■ **Goal of the exercise**: Rewrite the lines below from the one containing "of the golden" through the one containing "point(434, 240)", both included, keeping the request lines as they are and scaling each point coordinate in the answers by 2.05, rounded to a whole number with halves rounded up. Return only those lines.

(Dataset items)
--- begin ---

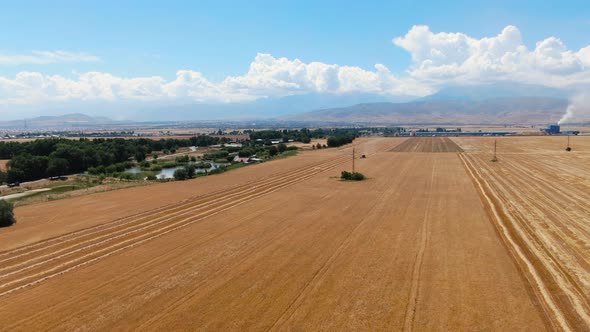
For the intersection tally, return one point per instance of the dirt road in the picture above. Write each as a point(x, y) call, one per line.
point(282, 245)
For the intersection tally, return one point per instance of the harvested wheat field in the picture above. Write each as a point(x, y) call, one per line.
point(539, 197)
point(431, 241)
point(427, 144)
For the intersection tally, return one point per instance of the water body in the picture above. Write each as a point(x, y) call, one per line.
point(168, 173)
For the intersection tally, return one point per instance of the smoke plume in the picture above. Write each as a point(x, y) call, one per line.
point(578, 110)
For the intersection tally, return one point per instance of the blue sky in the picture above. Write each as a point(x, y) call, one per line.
point(79, 51)
point(220, 38)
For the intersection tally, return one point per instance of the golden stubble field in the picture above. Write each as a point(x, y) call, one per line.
point(434, 240)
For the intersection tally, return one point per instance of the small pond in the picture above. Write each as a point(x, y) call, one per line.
point(168, 173)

--- end ---

■ **Response to the exercise**:
For the intersection tally, return one point per instance of the golden stubble field in the picture above. Write each as a point(x, y) call, one per line.
point(890, 492)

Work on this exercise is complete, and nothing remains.